▶ BRIEF 1:
Answer these questions from the post below:
(a) Which scripture passages are assigned for the day?
(b) Which week of reading the Bible through in a year ends on this day?
(c) What question does the post say the two passages share?

Friday, April 12, 2013

What Can a Woman Do?

Today is the final day of week fourteen, reading the Bible through together in a year.  Our scriptures today are Judges 4-6; Luke 21.

Often, I like to look at what the OT and NT passages have in common, as I'm deciding what to write about each day.  Today a common theme unites the two passages, along with a common question:  "What can a woman do?"  Unfortunately, many churches limit the opportunities that women have to serve God.  I consider myself neither ultra-conservative, nor ultra-liberal.  I try to have a balanced approach to reading and teaching the Bible.  But I do get discouraged when I see people who try to limit women's service to God, as if they are second-class citizens.  What can a woman do?  Empowered by God's Spirit, she can do a lot!

▶ BRIEF 2:
Find every line in the entries below that contains the string "dark", and copy each one. Case counts.

▶ MATERIAL FOR THIS EXERCISE:
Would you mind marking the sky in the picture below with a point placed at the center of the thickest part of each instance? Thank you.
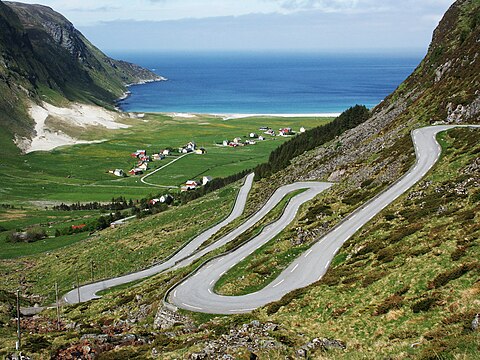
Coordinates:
(255, 25)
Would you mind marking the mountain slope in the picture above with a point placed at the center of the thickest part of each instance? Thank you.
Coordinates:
(43, 57)
(405, 286)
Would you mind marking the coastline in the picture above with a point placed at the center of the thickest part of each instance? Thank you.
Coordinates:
(127, 93)
(242, 116)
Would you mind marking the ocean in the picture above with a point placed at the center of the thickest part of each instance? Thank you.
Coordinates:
(265, 83)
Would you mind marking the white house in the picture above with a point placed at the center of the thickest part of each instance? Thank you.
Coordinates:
(119, 173)
(206, 180)
(166, 199)
(191, 185)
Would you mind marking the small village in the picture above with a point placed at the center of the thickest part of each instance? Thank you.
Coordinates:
(143, 159)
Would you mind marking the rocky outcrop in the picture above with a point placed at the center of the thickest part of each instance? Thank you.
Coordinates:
(167, 319)
(319, 344)
(253, 336)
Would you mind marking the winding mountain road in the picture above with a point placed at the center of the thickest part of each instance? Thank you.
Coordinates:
(88, 292)
(196, 292)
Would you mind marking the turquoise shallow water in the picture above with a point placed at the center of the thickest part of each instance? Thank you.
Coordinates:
(253, 83)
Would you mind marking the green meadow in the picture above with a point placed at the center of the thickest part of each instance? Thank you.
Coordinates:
(33, 183)
(80, 172)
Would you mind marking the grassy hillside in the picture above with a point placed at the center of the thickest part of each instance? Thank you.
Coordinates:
(405, 286)
(44, 58)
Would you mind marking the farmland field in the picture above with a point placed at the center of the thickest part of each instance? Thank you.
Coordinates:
(80, 172)
(32, 184)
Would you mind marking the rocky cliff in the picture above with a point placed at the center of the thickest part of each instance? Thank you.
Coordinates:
(44, 57)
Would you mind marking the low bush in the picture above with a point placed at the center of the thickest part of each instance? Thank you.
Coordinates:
(390, 303)
(28, 236)
(424, 304)
(447, 276)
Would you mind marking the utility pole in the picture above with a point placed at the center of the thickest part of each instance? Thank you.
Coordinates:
(78, 288)
(19, 334)
(58, 306)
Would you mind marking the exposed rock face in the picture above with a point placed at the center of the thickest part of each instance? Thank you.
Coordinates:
(319, 344)
(253, 336)
(167, 319)
(43, 52)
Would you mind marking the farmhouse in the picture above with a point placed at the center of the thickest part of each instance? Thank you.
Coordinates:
(119, 173)
(206, 180)
(190, 147)
(143, 166)
(166, 199)
(138, 153)
(189, 185)
(286, 132)
(136, 171)
(157, 157)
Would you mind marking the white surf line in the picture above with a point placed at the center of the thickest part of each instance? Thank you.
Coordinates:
(192, 307)
(161, 168)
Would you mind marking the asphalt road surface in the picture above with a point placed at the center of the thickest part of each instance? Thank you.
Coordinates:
(196, 292)
(88, 292)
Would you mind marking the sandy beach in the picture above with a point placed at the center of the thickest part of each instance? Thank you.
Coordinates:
(79, 115)
(242, 116)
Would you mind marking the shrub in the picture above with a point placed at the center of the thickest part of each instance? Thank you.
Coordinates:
(386, 255)
(287, 299)
(372, 277)
(36, 343)
(403, 232)
(445, 277)
(424, 304)
(392, 302)
(458, 253)
(29, 236)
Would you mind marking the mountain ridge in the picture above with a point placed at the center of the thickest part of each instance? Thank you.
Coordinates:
(44, 57)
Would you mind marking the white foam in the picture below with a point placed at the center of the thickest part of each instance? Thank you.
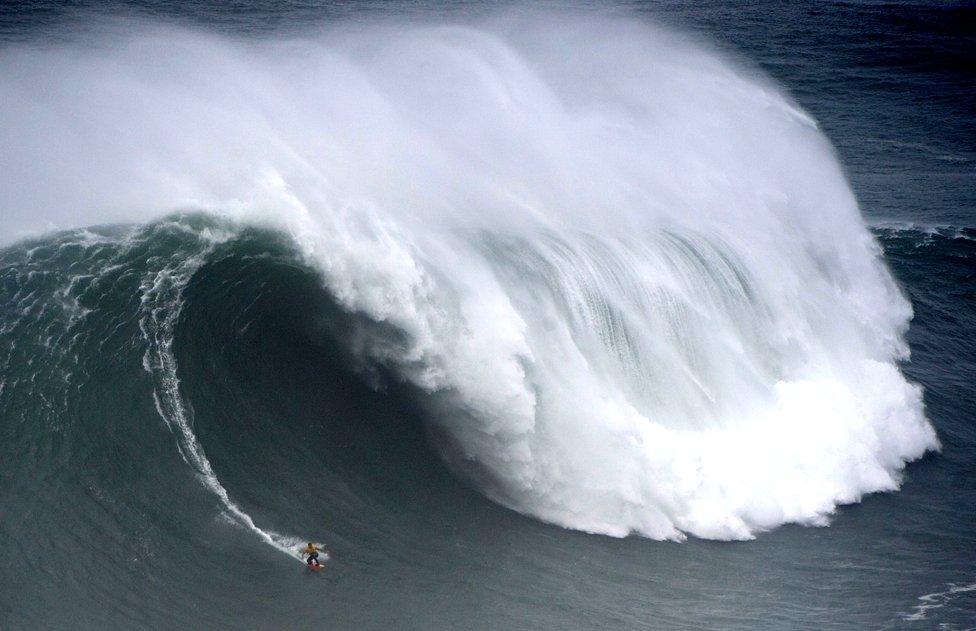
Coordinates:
(631, 275)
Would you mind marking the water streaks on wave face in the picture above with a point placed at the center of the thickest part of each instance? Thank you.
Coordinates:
(630, 276)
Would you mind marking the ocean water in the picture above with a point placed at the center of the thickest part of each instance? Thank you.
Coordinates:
(646, 315)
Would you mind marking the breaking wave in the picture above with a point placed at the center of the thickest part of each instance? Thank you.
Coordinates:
(628, 275)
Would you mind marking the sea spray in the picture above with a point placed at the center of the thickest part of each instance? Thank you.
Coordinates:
(629, 275)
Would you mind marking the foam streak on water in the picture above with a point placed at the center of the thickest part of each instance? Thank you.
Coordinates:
(162, 301)
(629, 274)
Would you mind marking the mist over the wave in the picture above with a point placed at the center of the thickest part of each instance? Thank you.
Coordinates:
(630, 275)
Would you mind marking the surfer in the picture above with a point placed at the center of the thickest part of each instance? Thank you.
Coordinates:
(313, 554)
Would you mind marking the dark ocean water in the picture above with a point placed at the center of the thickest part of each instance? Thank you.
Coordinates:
(129, 350)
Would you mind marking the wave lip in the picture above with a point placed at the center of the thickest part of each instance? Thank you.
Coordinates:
(629, 274)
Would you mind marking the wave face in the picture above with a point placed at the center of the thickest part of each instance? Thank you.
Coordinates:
(628, 276)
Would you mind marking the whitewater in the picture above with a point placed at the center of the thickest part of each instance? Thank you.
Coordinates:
(627, 272)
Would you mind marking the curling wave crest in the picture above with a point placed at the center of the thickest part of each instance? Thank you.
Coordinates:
(628, 274)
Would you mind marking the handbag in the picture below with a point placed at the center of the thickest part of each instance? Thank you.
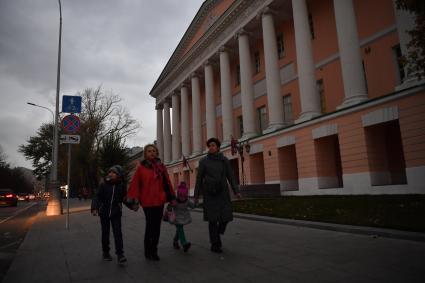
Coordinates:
(169, 215)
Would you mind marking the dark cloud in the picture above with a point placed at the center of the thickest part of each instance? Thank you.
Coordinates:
(121, 45)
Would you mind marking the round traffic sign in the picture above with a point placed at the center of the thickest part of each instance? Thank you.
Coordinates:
(71, 124)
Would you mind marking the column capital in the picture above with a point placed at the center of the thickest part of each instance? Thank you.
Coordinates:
(266, 11)
(210, 62)
(195, 75)
(184, 84)
(241, 32)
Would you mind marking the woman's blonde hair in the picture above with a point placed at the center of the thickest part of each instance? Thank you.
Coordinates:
(150, 145)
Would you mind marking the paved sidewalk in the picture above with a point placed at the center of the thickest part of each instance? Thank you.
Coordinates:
(254, 251)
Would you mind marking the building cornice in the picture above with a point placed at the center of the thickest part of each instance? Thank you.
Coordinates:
(240, 13)
(194, 26)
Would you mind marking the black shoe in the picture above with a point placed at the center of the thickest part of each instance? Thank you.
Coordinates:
(106, 257)
(186, 247)
(121, 258)
(154, 257)
(216, 249)
(176, 245)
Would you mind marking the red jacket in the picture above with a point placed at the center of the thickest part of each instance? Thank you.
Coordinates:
(148, 189)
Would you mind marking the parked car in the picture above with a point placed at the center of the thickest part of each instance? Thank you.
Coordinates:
(8, 197)
(23, 197)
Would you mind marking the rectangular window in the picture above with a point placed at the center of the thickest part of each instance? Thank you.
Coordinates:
(257, 61)
(238, 75)
(239, 122)
(311, 24)
(365, 77)
(398, 59)
(280, 46)
(321, 92)
(262, 118)
(287, 109)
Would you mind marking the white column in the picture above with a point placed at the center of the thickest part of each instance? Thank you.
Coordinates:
(159, 132)
(349, 51)
(196, 115)
(167, 133)
(176, 127)
(226, 96)
(310, 100)
(209, 101)
(274, 97)
(247, 87)
(184, 92)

▶ RESPONSE 1:
(a) Judges 4-6 and Luke 21.
(b) Week fourteen.
(c) "What can a woman do?"

▶ RESPONSE 2:
Would you mind marking the dark ocean water in the picture above with a point placed at the center of the thickest part of each instance? Thank you.
Would you mind marking the dark cloud in the picture above with a point placed at the center of the thickest part of each instance? Thank you.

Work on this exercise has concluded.